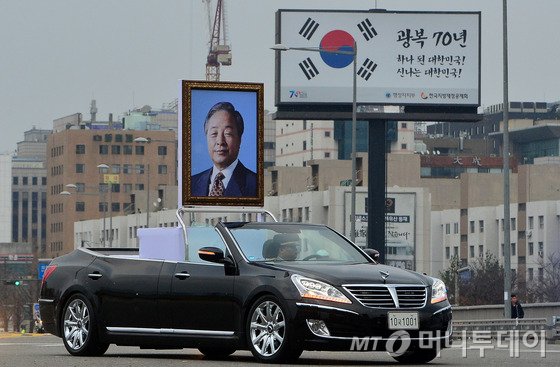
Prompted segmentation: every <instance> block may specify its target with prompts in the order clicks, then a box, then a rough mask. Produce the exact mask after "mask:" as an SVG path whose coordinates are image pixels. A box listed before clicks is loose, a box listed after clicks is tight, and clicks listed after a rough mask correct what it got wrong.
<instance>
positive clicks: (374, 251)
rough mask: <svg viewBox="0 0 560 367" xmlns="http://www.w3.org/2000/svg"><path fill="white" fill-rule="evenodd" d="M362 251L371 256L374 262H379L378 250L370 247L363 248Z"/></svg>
mask: <svg viewBox="0 0 560 367" xmlns="http://www.w3.org/2000/svg"><path fill="white" fill-rule="evenodd" d="M364 252H365V253H366V255H368V256H369V257H371V258H372V259H373V260H374V261H375V262H376V263H378V262H379V251H377V250H375V249H372V248H365V249H364Z"/></svg>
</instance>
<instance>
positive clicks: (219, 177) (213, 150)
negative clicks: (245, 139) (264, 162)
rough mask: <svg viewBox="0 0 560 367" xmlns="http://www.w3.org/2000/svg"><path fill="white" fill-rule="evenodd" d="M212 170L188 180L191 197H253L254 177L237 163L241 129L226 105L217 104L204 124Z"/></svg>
mask: <svg viewBox="0 0 560 367" xmlns="http://www.w3.org/2000/svg"><path fill="white" fill-rule="evenodd" d="M203 128H204V136H205V137H206V144H207V147H208V155H209V156H210V158H211V160H212V163H213V164H212V167H209V168H208V169H206V170H204V171H202V172H200V173H197V174H194V175H193V176H191V195H192V196H225V197H255V196H257V174H256V173H255V172H253V171H251V170H250V169H248V168H247V167H245V165H243V163H242V162H241V161H240V160H239V150H240V148H241V144H242V141H243V139H242V138H243V132H244V130H245V125H244V121H243V116H242V115H241V113H240V112H239V111H237V110H236V109H235V106H234V105H233V104H232V103H230V102H223V101H222V102H218V103H216V104H214V105H213V106H212V107H211V108H210V110H209V111H208V113H207V115H206V118H205V120H204V125H203Z"/></svg>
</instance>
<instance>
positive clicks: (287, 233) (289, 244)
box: [229, 223, 368, 263]
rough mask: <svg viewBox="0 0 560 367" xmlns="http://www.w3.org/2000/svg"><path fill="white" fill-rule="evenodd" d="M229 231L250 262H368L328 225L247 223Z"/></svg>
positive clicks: (357, 249)
mask: <svg viewBox="0 0 560 367" xmlns="http://www.w3.org/2000/svg"><path fill="white" fill-rule="evenodd" d="M229 229H230V231H231V233H232V235H233V238H234V239H235V241H236V242H237V244H238V245H239V248H240V249H241V251H242V252H243V254H244V255H245V257H246V258H247V259H248V260H249V261H266V262H280V261H295V262H303V261H305V262H336V263H341V262H342V263H356V262H360V263H364V262H368V260H367V259H366V257H365V256H364V255H363V254H362V253H361V252H360V251H359V250H358V249H356V248H355V247H354V246H352V245H351V244H350V243H349V242H348V241H347V240H346V239H345V238H344V237H342V236H340V235H339V234H338V233H336V232H335V231H333V230H332V229H330V228H328V227H325V226H309V225H293V224H289V225H285V224H270V223H245V224H238V225H235V226H229Z"/></svg>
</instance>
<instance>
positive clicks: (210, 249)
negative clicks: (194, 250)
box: [198, 247, 225, 264]
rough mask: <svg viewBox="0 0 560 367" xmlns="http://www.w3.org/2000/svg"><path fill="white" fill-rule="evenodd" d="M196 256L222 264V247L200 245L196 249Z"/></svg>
mask: <svg viewBox="0 0 560 367" xmlns="http://www.w3.org/2000/svg"><path fill="white" fill-rule="evenodd" d="M198 257H200V258H201V259H202V260H204V261H210V262H213V263H220V264H223V263H224V260H225V257H224V252H223V251H222V249H219V248H217V247H202V248H200V249H199V250H198Z"/></svg>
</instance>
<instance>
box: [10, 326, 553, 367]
mask: <svg viewBox="0 0 560 367" xmlns="http://www.w3.org/2000/svg"><path fill="white" fill-rule="evenodd" d="M157 364H164V365H165V366H166V367H168V366H171V367H172V366H181V367H184V366H185V364H188V365H189V367H191V366H207V367H213V366H216V367H218V366H228V367H229V366H231V367H237V366H246V365H254V366H257V365H261V364H258V363H256V362H255V360H254V359H253V358H252V355H251V353H249V352H247V351H238V352H236V353H235V354H233V355H232V356H230V357H229V358H228V359H226V360H222V361H215V360H208V359H205V358H204V357H203V356H202V354H200V353H199V352H198V351H197V350H196V349H182V350H149V349H148V350H146V349H140V348H137V347H119V346H115V345H111V347H110V348H109V350H108V351H107V353H105V355H104V356H102V357H73V356H71V355H69V354H68V352H67V351H66V349H65V348H64V346H63V345H62V340H61V339H59V338H57V337H54V336H52V335H49V334H24V335H21V334H15V333H9V334H8V333H0V367H35V366H37V367H38V366H75V367H92V366H95V367H121V366H123V367H124V366H134V367H153V366H154V365H157ZM504 364H507V365H508V367H517V366H519V367H527V366H528V365H530V364H538V365H539V367H541V366H551V367H552V366H554V367H557V366H558V365H560V345H558V344H545V343H540V344H537V343H536V341H535V340H525V341H524V340H523V339H520V340H518V341H517V342H515V341H513V342H511V343H510V342H505V343H500V345H498V344H497V343H496V341H491V342H490V343H486V342H485V343H479V342H477V343H474V344H473V341H472V340H469V341H467V342H466V343H460V342H455V344H454V346H453V347H452V348H449V349H444V350H443V351H442V352H441V355H440V357H438V358H436V359H435V360H434V361H432V362H431V363H430V365H436V366H480V365H484V366H503V365H504ZM297 365H310V366H358V365H360V366H361V365H370V366H385V365H398V363H397V362H395V361H394V360H393V359H392V358H391V357H390V356H389V355H388V354H387V353H386V352H304V353H303V355H302V356H301V358H300V359H299V360H298V363H297Z"/></svg>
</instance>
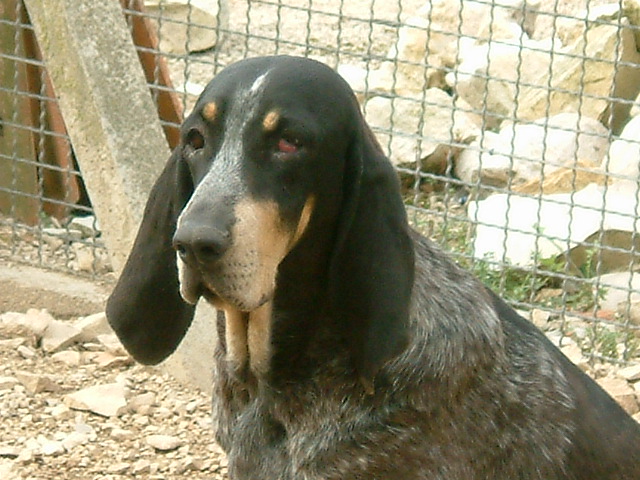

• Description of the task: Change "clicks" to "taps" in the lines that run from the very first one through the line containing "positive clicks: (374, 251)", keeping everything else the same. Give back only those lines, and leave out the pictures.

• Answer area:
Prompted segmentation: every <instance> block may specify its target with prompts in the order taps, then a box, then a rough mask. Produce the exact mask after "mask:" as an SVG path whose coordinates are image pixels. A box listed before taps is loose, a box listed after taps is tight, and taps listed after a rough mask correct what it got wrong.
<instance>
positive taps: (374, 251)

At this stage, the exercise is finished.